━━━ EXTRAIT DU TEXTE

Conseils pratiques

Lutter contre l’épidémie des troubles psychosociaux

Retour sur le colloque-formation organisé à Genève le 3 mars 2016 par l’OCIRT (Office cantonal de l’inspection et des relations du travail) et la HEG Arc, qui a réuni 200 personnes du monde de l’économie et de la santé au travail.
Les risques psychosociaux (RPS) représentent en Suisse comme en Europe une véritable épidémie. Alors que les accidents du travail sont en net recul, les RPS ne cessent, eux, d’augmenter, entraînant des conséquences néfastes: problèmes cardio-vasculaires et troubles musculo-squelettiques (TMS) notamment. Entraînant aussi de la souffrance humaine, accidents, absences au travail, bref: des impacts négatifs sur le fonctionnement des entreprises et des organisations – absences, turnover, etc. – et finalement des coûts importants pour la collectivité toute entière. 
 
Autant de raisons pour l’OCIRT, en partenariat avec la HEG Arc reconnue pour son engagement dans les questions de santé dans le monde du travail, d’apporter sa contribution en proposant une journée de réflexion sur cette thématique. Le colloque qui s’est tenu le 3 mars 2016 à Genève a ainsi abordé la question des facteurs de risques psychosociaux et des moyens de prévention en plaçant l’organisation du travail au centre des questionnements et des débats. 
 

Des conférences plénières pour comprendre 

Quatre conférences plénières ont permis de planter le décor. Dominique Lhuilier, professeure au Conservatoire des Arts et Métiers (CNAM) de Paris ouvrait la journée en traitant du thème des vulnérabilités au travail et de leur reconnaissance. Dans notre monde où l’on idolâtre l’excellence et la performance, aurait-on oublié qu’il y a en Suisse près de deux millions de malades chroniques? Or la montée en puissance de la notion de vulnérabilité dans le monde du travail est associée à des attributs dévalorisants. Les formes de catégorisation et de traitement de ceux qui, individuellement ou collectivement, se voient accoler cette étiquette de «vulnérables» contribuent à fabriquer une représentation duale du monde du travail. Pour la professeure, l’occultation de la vulnérabilité ontologique au profit de processus de projection et de clivage favorise une conception désincarnée et idéalisée de la personne autonome. A contrario, la reconnaissance de cette vulnérabilité et des obligations sociales qu’elle implique est une condition d’une authentique prévention des altérations de la santé au travail et de l’humanisation du travail.

━━━━━━
━━━ DONNÉES

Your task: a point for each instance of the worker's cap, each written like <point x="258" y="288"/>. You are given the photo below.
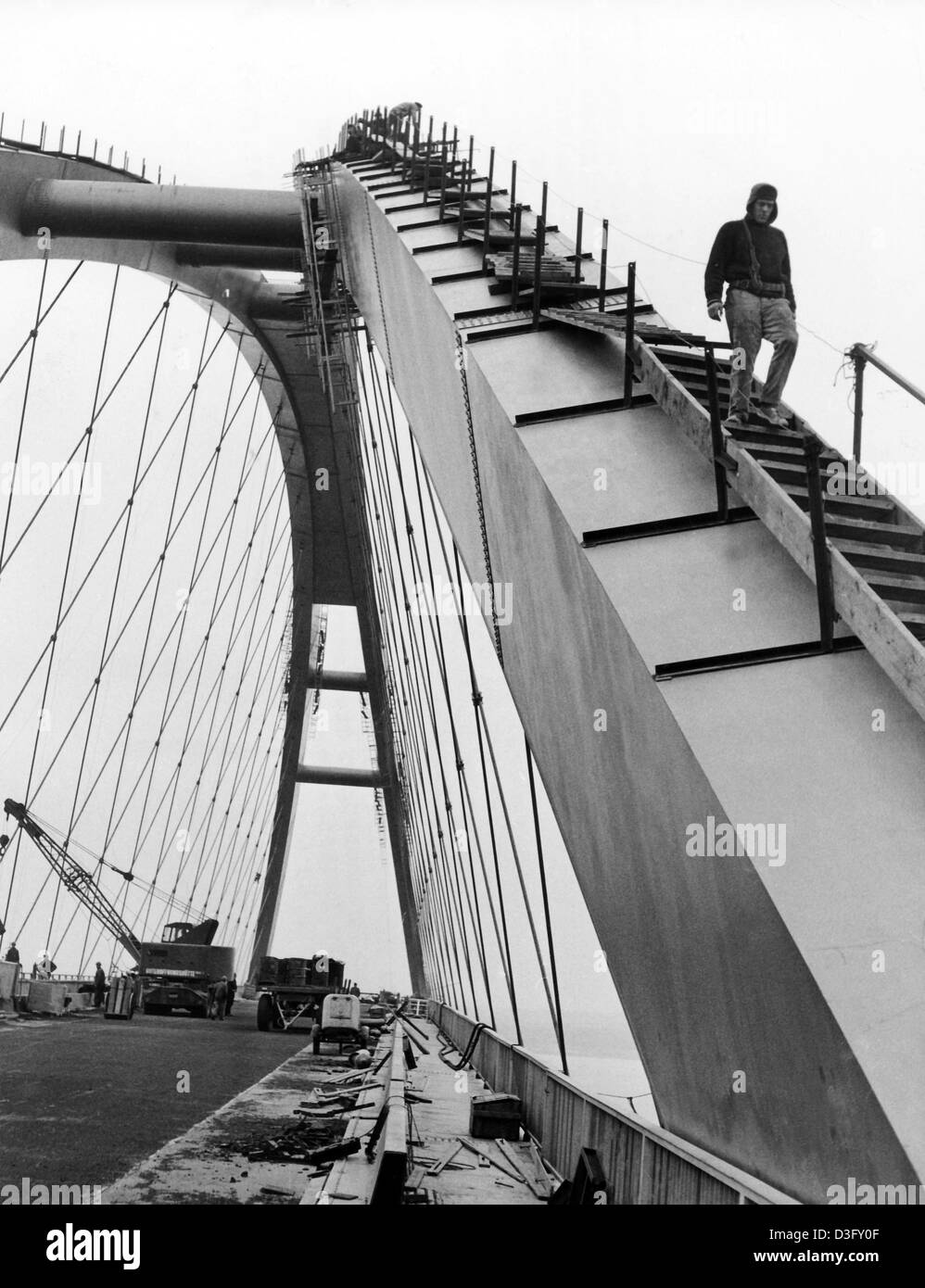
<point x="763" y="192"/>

━━━━━━
━━━ DONNÉES

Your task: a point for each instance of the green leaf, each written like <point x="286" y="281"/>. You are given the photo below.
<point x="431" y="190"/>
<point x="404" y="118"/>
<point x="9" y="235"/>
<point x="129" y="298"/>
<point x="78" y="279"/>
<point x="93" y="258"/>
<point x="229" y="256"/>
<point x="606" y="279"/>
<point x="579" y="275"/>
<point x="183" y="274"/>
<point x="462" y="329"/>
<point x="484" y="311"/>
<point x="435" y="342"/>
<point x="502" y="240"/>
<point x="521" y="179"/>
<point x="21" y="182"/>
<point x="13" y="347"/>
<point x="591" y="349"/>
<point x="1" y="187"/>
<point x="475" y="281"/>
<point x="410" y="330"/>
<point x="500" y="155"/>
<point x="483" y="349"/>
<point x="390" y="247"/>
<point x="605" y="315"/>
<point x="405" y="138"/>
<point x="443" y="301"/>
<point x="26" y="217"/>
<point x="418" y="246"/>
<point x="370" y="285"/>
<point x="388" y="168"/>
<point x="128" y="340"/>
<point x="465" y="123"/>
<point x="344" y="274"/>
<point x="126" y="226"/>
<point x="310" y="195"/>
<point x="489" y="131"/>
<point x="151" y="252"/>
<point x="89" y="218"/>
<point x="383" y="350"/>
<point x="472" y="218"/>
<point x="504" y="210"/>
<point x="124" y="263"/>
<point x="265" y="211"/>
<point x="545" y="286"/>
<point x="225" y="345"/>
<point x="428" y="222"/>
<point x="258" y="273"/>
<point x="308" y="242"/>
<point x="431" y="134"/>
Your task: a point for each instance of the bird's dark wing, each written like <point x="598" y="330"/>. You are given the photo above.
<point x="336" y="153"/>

━━━━━━

# CONSIGNE
Relevez tous les noms de lieux géographiques cités dans l'extrait sur les risques psychosociaux, en donnant chacun une seule fois. Les items forment un matériau à part, indépendant de l'extrait.

# RÉPONSE
Genève, Suisse, Europe, Paris